# [Work to be completed]
Report how many lines in the records hold the string "stripe"; give the number and nothing else.

# [Records shown]
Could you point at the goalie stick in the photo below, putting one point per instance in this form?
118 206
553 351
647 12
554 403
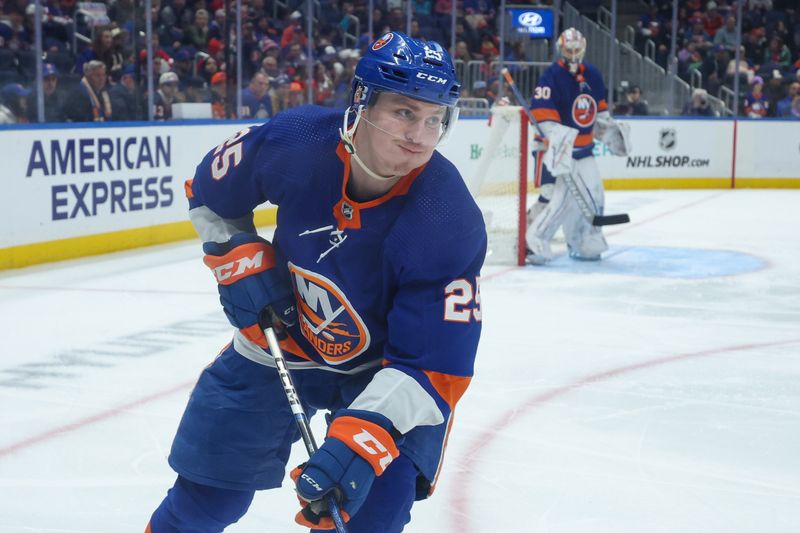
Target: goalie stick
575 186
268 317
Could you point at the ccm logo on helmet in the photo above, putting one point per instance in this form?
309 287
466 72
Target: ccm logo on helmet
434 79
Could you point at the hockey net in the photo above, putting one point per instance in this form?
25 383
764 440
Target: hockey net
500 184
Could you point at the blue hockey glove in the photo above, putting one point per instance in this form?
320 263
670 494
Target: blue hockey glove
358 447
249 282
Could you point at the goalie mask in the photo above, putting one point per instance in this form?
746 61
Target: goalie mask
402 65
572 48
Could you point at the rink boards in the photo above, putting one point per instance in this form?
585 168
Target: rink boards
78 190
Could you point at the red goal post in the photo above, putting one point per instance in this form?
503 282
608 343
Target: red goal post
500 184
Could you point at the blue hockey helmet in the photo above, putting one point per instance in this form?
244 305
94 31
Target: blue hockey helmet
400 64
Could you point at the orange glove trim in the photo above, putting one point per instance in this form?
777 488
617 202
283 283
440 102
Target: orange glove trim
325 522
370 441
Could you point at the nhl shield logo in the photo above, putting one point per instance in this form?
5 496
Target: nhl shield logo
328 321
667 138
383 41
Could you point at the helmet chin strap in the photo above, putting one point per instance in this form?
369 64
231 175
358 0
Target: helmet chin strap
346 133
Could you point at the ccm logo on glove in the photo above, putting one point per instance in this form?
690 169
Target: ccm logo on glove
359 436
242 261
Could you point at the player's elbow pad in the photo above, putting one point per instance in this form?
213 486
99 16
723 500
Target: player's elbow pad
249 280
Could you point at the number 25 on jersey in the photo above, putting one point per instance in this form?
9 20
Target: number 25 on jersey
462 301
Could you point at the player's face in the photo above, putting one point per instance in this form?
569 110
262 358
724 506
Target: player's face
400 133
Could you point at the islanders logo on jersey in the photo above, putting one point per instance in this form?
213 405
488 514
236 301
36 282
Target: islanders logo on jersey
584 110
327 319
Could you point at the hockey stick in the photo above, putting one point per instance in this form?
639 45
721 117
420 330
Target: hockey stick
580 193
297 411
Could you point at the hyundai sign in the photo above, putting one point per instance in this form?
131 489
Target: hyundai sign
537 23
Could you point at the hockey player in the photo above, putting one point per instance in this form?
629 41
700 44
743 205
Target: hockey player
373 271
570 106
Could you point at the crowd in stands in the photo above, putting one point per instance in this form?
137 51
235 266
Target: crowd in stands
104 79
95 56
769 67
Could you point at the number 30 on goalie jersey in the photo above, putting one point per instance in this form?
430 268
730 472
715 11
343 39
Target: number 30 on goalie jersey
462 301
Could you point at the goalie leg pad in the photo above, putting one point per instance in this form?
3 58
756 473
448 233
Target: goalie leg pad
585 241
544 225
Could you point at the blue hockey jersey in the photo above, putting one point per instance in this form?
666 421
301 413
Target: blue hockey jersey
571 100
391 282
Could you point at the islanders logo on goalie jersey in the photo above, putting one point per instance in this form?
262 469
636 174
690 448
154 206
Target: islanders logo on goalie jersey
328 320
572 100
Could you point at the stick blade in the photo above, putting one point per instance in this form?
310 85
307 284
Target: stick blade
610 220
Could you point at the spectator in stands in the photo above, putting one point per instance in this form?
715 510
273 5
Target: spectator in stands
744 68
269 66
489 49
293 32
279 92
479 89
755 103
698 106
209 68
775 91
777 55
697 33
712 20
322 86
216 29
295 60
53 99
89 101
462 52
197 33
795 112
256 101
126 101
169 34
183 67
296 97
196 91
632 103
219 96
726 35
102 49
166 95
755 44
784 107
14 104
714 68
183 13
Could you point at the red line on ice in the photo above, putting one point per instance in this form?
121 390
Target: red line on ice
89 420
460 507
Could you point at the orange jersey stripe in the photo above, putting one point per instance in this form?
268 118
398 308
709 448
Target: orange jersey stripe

# [Response to the task]
2